ASSIGNMENT
The material below holds a span beginning at the line with "Query: navy blue polo shirt" and ending at the line with "Query: blue inflatable ring". Quote that span exactly, both ends included, and only that span.

INPUT DATA
:::::

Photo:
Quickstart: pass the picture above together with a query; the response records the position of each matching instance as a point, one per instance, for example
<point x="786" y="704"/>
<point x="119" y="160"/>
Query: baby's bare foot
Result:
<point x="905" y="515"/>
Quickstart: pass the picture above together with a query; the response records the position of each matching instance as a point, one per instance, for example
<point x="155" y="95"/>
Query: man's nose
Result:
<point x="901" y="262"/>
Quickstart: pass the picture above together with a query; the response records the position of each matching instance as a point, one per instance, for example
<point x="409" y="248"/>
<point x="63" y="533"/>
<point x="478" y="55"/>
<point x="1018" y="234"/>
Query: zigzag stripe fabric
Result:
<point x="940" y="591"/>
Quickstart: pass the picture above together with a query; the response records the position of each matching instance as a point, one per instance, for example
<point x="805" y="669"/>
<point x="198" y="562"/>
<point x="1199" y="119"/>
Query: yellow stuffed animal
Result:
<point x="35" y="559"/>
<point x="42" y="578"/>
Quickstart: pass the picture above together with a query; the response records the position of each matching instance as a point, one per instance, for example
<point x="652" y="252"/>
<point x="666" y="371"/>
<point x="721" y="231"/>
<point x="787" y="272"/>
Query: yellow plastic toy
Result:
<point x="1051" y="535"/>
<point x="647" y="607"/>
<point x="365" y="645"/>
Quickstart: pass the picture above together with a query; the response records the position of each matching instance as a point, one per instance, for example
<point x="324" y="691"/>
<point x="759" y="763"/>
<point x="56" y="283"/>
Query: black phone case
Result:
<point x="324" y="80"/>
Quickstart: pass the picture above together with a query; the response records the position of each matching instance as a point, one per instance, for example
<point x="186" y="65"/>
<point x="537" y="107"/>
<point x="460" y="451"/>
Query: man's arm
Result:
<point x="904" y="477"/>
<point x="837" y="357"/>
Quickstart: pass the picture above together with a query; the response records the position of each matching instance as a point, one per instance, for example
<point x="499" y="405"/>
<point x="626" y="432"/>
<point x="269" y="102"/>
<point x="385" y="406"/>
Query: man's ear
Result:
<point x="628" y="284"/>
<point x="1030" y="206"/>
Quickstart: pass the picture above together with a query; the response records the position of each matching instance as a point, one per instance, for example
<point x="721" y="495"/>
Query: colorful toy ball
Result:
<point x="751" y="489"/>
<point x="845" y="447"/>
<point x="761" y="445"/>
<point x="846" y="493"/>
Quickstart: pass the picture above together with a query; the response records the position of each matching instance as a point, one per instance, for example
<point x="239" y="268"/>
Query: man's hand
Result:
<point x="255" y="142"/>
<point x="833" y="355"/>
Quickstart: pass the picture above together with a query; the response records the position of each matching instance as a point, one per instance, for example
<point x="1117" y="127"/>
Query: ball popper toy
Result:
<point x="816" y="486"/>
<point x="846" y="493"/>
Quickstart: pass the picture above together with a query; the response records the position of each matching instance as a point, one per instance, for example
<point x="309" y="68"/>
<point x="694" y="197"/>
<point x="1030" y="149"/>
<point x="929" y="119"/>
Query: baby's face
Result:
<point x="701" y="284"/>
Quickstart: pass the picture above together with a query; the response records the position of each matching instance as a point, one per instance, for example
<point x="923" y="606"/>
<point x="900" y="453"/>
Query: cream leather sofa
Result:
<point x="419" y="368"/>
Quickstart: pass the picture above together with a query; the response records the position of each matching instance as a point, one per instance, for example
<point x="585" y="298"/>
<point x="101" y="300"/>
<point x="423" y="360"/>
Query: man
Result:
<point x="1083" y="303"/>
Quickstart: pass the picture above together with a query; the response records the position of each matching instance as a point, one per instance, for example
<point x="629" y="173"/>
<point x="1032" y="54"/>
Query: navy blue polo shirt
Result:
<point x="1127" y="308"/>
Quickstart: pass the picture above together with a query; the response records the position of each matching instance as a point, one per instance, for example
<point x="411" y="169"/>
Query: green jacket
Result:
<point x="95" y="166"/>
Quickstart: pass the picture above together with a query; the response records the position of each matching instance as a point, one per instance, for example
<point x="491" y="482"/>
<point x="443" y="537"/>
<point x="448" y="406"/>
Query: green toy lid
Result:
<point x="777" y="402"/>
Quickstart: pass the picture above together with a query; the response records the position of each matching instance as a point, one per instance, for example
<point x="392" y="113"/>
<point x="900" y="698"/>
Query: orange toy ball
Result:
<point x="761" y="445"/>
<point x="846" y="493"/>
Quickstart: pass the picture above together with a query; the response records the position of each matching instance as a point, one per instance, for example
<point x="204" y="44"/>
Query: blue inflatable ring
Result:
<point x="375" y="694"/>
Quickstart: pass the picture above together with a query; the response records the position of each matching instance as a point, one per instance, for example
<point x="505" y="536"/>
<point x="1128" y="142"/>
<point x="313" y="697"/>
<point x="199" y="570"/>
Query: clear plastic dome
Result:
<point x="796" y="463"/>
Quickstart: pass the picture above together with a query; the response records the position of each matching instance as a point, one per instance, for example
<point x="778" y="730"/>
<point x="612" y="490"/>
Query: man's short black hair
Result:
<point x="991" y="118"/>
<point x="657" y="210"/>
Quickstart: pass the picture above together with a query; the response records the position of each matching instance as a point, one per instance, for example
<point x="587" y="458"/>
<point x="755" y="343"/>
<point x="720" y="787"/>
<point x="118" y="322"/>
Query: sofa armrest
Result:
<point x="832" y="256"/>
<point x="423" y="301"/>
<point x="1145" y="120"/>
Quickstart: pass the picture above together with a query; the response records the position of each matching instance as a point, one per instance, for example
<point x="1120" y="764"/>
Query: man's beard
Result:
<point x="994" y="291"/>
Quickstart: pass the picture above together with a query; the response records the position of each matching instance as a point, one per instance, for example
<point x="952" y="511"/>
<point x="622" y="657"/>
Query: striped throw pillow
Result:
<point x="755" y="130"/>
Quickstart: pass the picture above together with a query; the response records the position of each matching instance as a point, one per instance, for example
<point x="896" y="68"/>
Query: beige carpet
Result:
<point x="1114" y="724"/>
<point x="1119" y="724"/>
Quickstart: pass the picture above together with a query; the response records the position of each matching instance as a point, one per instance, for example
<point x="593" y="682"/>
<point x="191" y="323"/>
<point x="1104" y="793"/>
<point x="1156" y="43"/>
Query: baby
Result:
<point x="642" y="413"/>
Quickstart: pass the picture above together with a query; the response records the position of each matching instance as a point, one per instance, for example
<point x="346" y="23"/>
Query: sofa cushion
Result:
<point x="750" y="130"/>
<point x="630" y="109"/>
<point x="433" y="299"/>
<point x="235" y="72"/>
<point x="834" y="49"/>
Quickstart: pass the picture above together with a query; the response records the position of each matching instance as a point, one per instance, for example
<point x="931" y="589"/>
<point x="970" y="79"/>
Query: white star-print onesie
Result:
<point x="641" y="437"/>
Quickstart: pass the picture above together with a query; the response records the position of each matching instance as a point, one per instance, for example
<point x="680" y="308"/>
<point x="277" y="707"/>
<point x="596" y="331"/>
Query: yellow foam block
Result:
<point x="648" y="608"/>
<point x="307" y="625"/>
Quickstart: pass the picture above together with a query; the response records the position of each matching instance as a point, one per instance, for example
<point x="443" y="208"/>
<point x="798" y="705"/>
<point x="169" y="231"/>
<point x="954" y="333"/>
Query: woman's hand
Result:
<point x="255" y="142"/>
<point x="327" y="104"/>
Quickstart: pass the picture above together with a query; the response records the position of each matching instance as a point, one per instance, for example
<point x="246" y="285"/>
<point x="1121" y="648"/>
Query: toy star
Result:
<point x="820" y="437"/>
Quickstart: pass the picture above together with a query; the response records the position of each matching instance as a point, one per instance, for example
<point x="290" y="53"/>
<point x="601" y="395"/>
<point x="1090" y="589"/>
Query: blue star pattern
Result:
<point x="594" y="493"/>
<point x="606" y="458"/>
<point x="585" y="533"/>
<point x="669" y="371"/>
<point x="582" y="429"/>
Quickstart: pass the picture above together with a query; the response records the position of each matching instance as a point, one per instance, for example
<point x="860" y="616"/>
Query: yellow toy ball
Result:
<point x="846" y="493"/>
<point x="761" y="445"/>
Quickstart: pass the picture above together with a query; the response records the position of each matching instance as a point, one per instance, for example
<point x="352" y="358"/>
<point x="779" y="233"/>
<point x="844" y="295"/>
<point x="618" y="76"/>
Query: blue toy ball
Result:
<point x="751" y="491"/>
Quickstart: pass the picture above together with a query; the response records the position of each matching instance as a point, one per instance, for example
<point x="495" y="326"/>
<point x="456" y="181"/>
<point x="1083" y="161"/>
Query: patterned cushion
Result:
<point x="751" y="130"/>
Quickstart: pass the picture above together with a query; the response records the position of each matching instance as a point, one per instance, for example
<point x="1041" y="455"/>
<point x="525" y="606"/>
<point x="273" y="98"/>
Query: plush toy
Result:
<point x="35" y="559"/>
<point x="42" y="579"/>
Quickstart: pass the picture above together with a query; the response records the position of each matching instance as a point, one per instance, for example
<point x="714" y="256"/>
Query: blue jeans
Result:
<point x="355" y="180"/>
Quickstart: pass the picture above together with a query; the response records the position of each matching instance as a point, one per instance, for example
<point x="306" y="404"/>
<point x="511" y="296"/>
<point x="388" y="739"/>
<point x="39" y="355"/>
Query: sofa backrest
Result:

:::::

FINISHED EXERCISE
Query: navy blue polo shirt
Result:
<point x="1127" y="308"/>
Quickstart: pass the picture above together with a query; the response records the position of each matching instance as a point, one per instance, for example
<point x="411" y="169"/>
Query: green jacket
Result:
<point x="95" y="166"/>
Quickstart: pass the picture above together with a query; the response records the position of each matching instance as a point, one per instance, for example
<point x="491" y="482"/>
<point x="443" y="537"/>
<point x="448" y="406"/>
Query: green toy lid
Result:
<point x="777" y="402"/>
Quickstart: pass the picture above together with a query; the response records the position of each matching instance as a point, one per instance, for example
<point x="392" y="113"/>
<point x="900" y="698"/>
Query: orange toy ball
Result:
<point x="761" y="445"/>
<point x="846" y="493"/>
Quickstart: pass the picture above together with a query; the response records the position of each matching instance as a point, one per instance, for example
<point x="204" y="44"/>
Query: blue inflatable ring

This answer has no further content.